Diğer yandan, doktrinde intifa senetleri Sahibine sadece malvarlıksal haklar sağlayan, hisse senetlerinin aksine, anonim ortaklıkta herhangi bir payı temsil etmeyen, yani nominal değeri bulunmayan, onun için pay sahipliği hakları bahşetmeyen, kıymetli evrak, bazen de menkul kıymet niteliğini haiz bulunan senetlerdir. şeklinde tanımlanmaktadır. Doktrinde intifa senetleri bir üst kavram olarak yer almış ve dört gruba ayrılmıştır: intifa hisse senetleri, kurucu intifa senetleri, katılma intifa senetleri ve adi intifa senetleri(7).

Türk Ticaret Kanununun 403. maddesinde İntifa senedi sahiplerine âzalık hakları verilemez; ancak, sâfi kazanca veya tasfiye neticesine iştirak yahut yeni çıkarılacak hisse senetlerini alma hakları tanınabilir. hükmü yer almaktadır.

Türk Ticaret Kanununun 403. maddesi karşısında, kelimenin en kesin anlamı ile intifa senetlerinin pay senedi niteliğinde olmadığı söylenebilir. İntifa senetleri pay senetlerinden değişik bir hukuki niteliğe sahiptir. İntifa senetlerinin niteliği gereği sahiplerinin şirket sermayesine iştiraklerinden söz edilmesi mümkün değildir. İntifa senetlerinin şirket sermayesinin belli bir oranını teşkil etmemesinden dolayı intifa senedi sahipleri ile şirket arasında ortaksal bir ilişki yoktur. İntifa senedi sahipleri, tamamiyle şirket dışında, anonim şirkete göre üçüncü kişi durumundadır(8).

Örtülü sermaye uygulanmasında ortakla ilişkili kişi KVKnın 12. maddesinde aşağıda ki gibi tanımlanmıştır.


- Ortağın, doğrudan veya dolaylı olarak en az % 10 oranında ortağı olduğu veya en az % 10 oranında oy veya kâr payı hakkına sahip olduğu bir kurumu ya da

- Doğrudan veya dolaylı olarak ortağın veya ortakla ilişkili bu kurumun sermayesinin, oy veya kâr payı hakkına sahip hisselerinin en az % 10unu elinde bulunduran bir gerçek kişi veya kurumu ifade etmektedir.

Gerçek kişi olarak gelir vergisi kanunu uygulamasında kabul edilen kişilerle şahıs şirketleri ya da adi ortaklıkları, kurum ise sermaye şirketleri, kooperatifler, iktisadi kamu kuruluşları, dernek veya vakıflar ile bunlara ait iktisadi işletmeleri ve iş ortaklıklarını ifade etmektedir.
-*-
→ **Görevler**
a) İntifa senetleriyle ilgili metinde "Diğer yandan, doktrinde" ifadesiyle başlayıp "adi intifa senetleri(7)." ifadesine kadar süren kısmı aynen alıntılar mısın?
b) Kayıtlarda "the white tent" ifadesini içeren satırla başlayıp "Target: white tent" ifadesini içeren satıra kadar uzanan satırları, iki uç satır da dahil olmak üzere, Sıra No ve Kayıt Satırı sütunlarından oluşan bir Markdown tablosu olarak düzenler misin? Yalnızca bu satırlar tabloya girsin, boş satırlar dışarıda kalsın.
-*-
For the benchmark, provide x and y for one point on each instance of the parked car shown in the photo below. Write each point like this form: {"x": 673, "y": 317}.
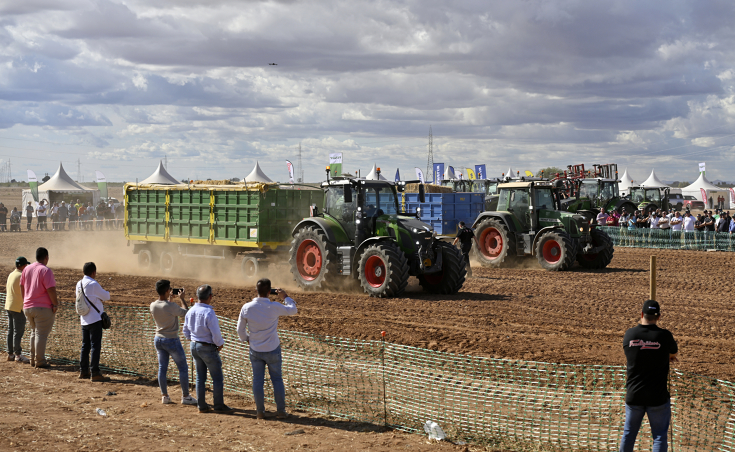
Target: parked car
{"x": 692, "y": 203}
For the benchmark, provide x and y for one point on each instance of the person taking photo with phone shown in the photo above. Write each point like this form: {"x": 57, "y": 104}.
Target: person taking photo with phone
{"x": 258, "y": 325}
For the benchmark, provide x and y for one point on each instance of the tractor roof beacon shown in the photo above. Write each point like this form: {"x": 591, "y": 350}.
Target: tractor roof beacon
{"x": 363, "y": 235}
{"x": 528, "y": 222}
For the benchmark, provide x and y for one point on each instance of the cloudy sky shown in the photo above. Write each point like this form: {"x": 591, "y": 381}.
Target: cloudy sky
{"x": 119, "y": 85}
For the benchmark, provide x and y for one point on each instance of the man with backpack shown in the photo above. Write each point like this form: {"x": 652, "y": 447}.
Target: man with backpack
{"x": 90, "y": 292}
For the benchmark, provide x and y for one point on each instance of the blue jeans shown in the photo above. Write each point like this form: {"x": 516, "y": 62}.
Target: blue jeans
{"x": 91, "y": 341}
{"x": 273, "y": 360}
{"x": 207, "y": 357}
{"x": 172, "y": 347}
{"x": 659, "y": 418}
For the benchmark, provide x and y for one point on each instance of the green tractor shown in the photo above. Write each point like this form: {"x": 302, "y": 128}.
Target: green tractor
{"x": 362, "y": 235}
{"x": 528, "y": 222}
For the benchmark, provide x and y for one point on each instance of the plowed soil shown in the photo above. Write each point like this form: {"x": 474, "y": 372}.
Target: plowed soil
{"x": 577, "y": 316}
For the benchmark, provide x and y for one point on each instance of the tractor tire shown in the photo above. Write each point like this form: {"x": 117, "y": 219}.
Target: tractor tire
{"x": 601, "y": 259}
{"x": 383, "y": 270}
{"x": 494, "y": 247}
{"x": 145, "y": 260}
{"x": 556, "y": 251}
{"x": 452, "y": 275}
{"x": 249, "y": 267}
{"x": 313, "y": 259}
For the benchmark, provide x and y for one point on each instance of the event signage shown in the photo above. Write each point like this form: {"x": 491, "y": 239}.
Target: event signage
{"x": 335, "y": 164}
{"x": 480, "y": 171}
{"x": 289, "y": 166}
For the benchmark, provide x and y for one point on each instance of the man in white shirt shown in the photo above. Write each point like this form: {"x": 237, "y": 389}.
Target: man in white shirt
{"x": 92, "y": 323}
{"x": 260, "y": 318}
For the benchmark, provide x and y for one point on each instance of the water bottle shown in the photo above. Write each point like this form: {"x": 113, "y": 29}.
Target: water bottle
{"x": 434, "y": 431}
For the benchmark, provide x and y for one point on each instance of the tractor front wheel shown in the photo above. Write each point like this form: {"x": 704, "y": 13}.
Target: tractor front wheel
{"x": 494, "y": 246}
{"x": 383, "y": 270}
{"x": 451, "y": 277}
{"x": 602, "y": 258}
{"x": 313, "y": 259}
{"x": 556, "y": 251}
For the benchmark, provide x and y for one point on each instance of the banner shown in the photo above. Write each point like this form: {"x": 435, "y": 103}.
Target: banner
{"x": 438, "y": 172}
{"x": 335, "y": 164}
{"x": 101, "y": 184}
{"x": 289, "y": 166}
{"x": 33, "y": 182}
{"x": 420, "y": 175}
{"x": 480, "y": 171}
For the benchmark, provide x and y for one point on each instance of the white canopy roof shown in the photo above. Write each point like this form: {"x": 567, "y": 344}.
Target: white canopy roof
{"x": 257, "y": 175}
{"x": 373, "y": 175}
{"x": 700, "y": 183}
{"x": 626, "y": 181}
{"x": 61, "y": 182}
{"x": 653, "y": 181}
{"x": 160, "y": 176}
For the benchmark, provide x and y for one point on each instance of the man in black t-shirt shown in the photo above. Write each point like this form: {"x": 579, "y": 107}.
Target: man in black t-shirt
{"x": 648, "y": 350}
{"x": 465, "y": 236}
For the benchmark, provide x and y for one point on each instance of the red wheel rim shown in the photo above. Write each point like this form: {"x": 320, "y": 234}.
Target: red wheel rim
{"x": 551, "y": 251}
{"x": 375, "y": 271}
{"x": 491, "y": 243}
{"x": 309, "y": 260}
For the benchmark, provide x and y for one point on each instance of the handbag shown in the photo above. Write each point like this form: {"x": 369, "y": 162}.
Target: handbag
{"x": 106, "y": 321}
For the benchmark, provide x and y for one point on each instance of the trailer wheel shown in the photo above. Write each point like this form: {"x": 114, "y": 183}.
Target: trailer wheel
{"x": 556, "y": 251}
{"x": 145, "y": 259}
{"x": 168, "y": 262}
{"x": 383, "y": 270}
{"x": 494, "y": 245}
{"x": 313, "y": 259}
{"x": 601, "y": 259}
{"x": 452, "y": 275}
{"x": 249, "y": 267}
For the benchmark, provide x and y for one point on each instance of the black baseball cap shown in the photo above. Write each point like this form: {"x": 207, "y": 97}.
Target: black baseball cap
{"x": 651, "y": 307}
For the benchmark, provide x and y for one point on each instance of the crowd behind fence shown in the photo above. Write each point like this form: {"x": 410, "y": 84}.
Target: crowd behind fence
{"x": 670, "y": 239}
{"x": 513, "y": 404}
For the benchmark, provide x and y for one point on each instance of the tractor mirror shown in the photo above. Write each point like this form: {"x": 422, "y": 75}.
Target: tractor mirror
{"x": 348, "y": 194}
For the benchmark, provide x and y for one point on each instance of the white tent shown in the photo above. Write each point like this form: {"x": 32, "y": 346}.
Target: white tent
-*-
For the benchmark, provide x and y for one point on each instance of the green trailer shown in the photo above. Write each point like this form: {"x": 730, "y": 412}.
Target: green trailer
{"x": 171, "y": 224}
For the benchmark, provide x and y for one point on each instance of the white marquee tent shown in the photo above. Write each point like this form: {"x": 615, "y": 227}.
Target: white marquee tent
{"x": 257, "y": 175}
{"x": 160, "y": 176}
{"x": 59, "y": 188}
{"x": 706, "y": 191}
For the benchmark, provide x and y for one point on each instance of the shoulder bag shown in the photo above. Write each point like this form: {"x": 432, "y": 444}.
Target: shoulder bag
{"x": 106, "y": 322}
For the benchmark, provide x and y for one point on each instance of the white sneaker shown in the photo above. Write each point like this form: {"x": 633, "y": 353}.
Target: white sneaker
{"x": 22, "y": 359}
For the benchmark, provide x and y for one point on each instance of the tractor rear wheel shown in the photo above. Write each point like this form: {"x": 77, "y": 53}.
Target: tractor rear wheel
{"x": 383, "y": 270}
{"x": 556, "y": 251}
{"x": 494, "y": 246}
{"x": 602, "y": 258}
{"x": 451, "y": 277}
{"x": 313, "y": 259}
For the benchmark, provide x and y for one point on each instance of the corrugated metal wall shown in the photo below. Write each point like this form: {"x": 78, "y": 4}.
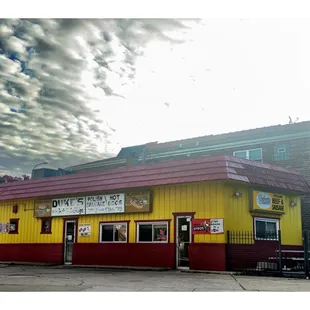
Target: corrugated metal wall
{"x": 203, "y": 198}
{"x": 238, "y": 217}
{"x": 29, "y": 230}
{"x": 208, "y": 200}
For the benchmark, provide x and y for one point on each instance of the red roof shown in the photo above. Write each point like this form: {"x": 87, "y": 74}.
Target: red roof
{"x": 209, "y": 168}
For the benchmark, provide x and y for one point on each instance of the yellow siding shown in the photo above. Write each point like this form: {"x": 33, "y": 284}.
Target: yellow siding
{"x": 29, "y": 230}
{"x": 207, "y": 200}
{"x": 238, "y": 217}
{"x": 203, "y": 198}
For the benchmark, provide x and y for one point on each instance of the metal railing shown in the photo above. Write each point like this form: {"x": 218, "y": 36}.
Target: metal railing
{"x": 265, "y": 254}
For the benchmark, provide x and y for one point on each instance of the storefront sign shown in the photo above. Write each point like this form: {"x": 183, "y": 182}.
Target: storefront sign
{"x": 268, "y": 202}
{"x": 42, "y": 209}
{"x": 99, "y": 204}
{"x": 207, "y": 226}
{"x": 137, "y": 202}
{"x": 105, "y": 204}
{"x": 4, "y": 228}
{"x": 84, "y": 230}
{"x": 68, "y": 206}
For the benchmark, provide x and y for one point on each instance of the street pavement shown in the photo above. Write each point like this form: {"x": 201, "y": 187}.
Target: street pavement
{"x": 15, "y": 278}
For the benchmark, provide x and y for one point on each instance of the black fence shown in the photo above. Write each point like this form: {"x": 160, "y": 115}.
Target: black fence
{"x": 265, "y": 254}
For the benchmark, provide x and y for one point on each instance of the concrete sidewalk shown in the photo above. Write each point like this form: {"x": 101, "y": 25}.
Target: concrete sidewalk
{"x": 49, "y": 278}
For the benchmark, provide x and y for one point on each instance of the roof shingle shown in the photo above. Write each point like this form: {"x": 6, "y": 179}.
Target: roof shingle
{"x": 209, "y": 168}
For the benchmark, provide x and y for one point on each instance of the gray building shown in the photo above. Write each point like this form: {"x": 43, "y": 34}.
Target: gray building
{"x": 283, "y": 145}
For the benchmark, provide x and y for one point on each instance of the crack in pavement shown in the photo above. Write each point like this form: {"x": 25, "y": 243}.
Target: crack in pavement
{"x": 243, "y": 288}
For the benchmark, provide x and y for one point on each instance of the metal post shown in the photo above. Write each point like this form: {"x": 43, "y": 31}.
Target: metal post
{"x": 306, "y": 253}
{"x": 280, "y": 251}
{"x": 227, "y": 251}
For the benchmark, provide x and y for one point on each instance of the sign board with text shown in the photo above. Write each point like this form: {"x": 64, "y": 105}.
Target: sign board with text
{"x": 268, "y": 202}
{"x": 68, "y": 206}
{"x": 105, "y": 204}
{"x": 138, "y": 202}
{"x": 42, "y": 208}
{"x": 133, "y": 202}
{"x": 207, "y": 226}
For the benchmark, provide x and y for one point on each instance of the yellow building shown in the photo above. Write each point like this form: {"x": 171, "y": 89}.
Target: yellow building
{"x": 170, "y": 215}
-*-
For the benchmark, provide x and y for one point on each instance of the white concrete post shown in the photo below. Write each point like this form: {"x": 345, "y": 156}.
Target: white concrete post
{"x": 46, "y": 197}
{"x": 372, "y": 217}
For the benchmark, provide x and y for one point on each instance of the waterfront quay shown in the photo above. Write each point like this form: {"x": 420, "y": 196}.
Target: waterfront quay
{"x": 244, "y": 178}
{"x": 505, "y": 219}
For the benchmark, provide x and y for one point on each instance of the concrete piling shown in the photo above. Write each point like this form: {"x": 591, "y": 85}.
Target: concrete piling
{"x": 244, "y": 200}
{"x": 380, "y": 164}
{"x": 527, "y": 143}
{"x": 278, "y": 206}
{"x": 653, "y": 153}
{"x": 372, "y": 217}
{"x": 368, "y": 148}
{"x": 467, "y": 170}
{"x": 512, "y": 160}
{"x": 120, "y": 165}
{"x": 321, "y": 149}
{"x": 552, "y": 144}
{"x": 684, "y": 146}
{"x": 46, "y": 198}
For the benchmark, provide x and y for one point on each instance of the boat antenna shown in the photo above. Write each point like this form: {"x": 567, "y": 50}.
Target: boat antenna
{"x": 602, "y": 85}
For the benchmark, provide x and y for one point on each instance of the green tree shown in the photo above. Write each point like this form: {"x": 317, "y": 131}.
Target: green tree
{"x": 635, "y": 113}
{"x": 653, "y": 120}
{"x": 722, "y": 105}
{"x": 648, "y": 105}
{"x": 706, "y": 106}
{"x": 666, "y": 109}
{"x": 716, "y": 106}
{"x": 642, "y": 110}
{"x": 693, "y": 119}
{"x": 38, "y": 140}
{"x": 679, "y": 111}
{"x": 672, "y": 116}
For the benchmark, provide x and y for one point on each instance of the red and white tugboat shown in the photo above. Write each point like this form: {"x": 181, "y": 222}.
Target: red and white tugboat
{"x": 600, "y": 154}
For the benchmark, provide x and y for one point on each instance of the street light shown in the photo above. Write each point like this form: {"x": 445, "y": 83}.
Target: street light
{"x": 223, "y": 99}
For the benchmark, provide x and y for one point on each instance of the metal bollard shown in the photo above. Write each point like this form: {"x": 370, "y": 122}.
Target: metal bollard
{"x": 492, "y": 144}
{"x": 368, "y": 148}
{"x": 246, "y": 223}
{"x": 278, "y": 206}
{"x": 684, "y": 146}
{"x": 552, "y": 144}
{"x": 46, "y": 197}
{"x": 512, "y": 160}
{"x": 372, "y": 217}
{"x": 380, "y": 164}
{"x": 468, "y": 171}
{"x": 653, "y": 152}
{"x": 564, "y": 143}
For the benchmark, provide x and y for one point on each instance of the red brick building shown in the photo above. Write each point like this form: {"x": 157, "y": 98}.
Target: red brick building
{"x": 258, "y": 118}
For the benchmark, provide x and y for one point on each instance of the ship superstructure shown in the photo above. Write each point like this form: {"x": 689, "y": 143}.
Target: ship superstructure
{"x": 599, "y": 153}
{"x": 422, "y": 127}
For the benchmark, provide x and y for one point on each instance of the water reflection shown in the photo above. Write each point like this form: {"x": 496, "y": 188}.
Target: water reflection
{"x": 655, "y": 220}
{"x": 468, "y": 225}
-*-
→ **Görev Yanıtları**
a)
Diğer yandan, doktrinde intifa senetleri Sahibine sadece malvarlıksal haklar sağlayan, hisse senetlerinin aksine, anonim ortaklıkta herhangi bir payı temsil etmeyen, yani nominal değeri bulunmayan, onun için pay sahipliği hakları bahşetmeyen, kıymetli evrak, bazen de menkul kıymet niteliğini haiz bulunan senetlerdir. şeklinde tanımlanmaktadır. Doktrinde intifa senetleri bir üst kavram olarak yer almış ve dört gruba ayrılmıştır: intifa hisse senetleri, kurucu intifa senetleri, katılma intifa senetleri ve adi intifa senetleri(7).

b)
| Sıra No | Kayıt Satırı |
|---|---|
| 1 | For the benchmark, provide x and y for one point on each instance of the white tent shown in the photo above. Write each point like this form: {"x": 32, "y": 346}. |
| 2 | Target: white tent |